The pieces were just starting to fall together for me. If I had had a couple more nights and one more vigilante kill I could have screwed things up for the traitors.
But yeah, it wasn't your fault we got crushed FWD. It was the fact that the traitors were more experienced than us. Though the bomb did seem imbalanced, could you share the mechanics of it?
You could die night one, and lose your chance to use it at all.
Three out of five players (four Engineers and the Toxins Researcher) were required to activate it, and two of those five were traitors. There were five targeted kills, plus three RNG kills that no one knew about.
I guess I assumed that since the traitors would never be able to activate it by themselves it would work out okay, but that was obviously not the case.
By the way, were the prison guys a mason network?
I'm usually a low-laying player until day 3 or so when I make a long and glaring accusation. I got so tied up in the EPA on day 4 I didn't even get a chance to vote and thereafter my attention was devoted to convincing another engineer that my EPA bomb list was solid.
After the toxins researcher died it was impossible for the bomb itself to be good for the innocents. To send a list through it would have to go through either robothero or myself. DA was pretty much dead accurate when he said it was too easy for traitors to influence the list.
That was the intent. The suicide pact thing was to prevent them from going public to form a network, which is a typical move for masons.
I was sure that there was one traitor among the EPA people I just wasn't expecting two of them to be bad guys (and to be the two names that the honest EPAers never revealed)

————

From the game discussion, render this sentence in Spanish: "The suicide pact thing was to prevent them from going public to form a network, which is a typical move for masons."

__INFORMATION PROVIDED__.
————

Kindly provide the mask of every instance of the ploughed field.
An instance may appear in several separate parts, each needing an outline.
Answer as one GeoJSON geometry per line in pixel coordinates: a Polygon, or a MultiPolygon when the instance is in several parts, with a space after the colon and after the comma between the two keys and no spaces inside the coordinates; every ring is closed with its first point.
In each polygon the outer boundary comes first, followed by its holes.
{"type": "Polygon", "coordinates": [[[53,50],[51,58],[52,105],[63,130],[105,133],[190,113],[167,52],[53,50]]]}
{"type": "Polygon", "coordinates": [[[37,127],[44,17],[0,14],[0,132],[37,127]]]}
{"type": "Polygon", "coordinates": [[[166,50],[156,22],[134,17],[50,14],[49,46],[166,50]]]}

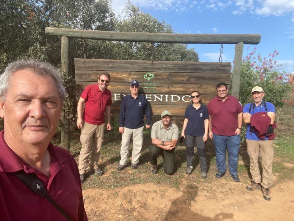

————

__EXPECTED ANSWER__. Lo del pacto suicida era para evitar que se hicieran públicos para formar una red, que es una jugada típica de los masones.